begin EXTRACTED INFORMATION
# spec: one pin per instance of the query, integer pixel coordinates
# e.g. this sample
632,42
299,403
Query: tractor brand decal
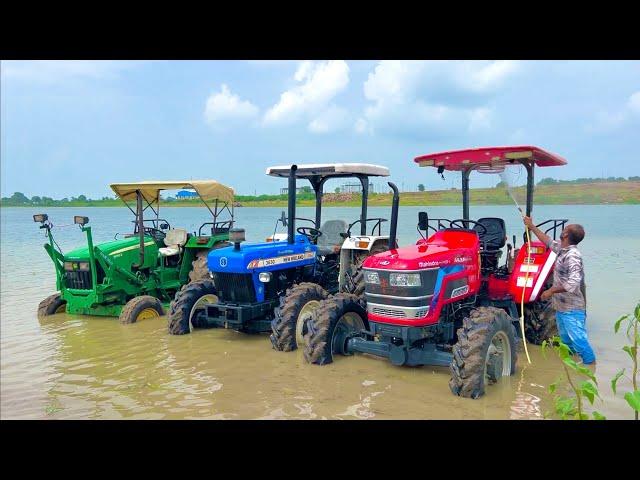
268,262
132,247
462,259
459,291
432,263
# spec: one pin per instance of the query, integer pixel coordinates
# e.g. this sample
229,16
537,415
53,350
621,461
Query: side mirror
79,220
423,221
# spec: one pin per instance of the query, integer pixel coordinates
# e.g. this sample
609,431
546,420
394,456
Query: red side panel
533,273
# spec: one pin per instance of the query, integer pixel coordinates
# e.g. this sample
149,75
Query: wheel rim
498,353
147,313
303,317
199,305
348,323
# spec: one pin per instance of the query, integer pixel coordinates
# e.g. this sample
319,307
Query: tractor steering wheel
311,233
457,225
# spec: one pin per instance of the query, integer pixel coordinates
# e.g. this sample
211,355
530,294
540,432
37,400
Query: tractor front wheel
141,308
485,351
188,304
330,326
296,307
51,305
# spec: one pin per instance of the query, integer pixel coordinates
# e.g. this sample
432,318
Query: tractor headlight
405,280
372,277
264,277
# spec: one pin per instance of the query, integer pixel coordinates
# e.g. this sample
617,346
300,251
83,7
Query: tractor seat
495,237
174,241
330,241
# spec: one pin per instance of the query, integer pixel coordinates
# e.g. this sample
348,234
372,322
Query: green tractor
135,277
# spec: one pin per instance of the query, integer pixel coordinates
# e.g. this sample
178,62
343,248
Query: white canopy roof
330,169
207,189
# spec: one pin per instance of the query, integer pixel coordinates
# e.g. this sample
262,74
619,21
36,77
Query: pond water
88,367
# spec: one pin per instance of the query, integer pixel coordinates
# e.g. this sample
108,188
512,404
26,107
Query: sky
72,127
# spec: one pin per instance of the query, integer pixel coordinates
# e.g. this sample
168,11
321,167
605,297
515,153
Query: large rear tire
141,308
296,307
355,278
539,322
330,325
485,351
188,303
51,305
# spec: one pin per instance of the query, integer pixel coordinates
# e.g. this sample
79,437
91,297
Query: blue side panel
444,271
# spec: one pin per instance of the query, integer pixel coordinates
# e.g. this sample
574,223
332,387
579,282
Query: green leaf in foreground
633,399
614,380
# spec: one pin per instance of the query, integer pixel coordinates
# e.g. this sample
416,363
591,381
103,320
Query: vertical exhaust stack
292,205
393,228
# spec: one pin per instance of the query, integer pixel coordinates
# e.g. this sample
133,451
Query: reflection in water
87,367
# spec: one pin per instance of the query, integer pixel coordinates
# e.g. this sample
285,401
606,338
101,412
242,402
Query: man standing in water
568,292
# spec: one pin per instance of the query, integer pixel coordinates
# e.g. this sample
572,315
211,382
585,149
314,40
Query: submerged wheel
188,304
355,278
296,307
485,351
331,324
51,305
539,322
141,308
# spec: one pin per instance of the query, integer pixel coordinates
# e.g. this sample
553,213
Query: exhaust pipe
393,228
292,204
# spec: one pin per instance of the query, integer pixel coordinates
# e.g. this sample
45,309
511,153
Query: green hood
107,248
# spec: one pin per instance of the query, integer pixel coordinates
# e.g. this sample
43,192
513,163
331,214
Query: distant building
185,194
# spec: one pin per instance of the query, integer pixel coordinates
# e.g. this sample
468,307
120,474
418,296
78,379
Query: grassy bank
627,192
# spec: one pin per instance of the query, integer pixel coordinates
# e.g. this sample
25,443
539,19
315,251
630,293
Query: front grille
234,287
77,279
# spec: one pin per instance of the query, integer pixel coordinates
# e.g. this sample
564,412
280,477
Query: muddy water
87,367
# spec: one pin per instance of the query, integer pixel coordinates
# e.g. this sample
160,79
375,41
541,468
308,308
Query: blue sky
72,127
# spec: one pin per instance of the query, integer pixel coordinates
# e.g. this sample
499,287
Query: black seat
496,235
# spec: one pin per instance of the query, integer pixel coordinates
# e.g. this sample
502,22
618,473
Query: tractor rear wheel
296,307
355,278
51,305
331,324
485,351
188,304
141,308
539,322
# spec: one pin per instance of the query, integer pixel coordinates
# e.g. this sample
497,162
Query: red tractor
end EXTRACTED INFORMATION
• **WRITTEN PROBLEM**: Please find every line in the items above that contains the string "front" and copy each one in full.

• **EXERCISE RESPONSE**:
Query: tractor front wheel
Query: front grille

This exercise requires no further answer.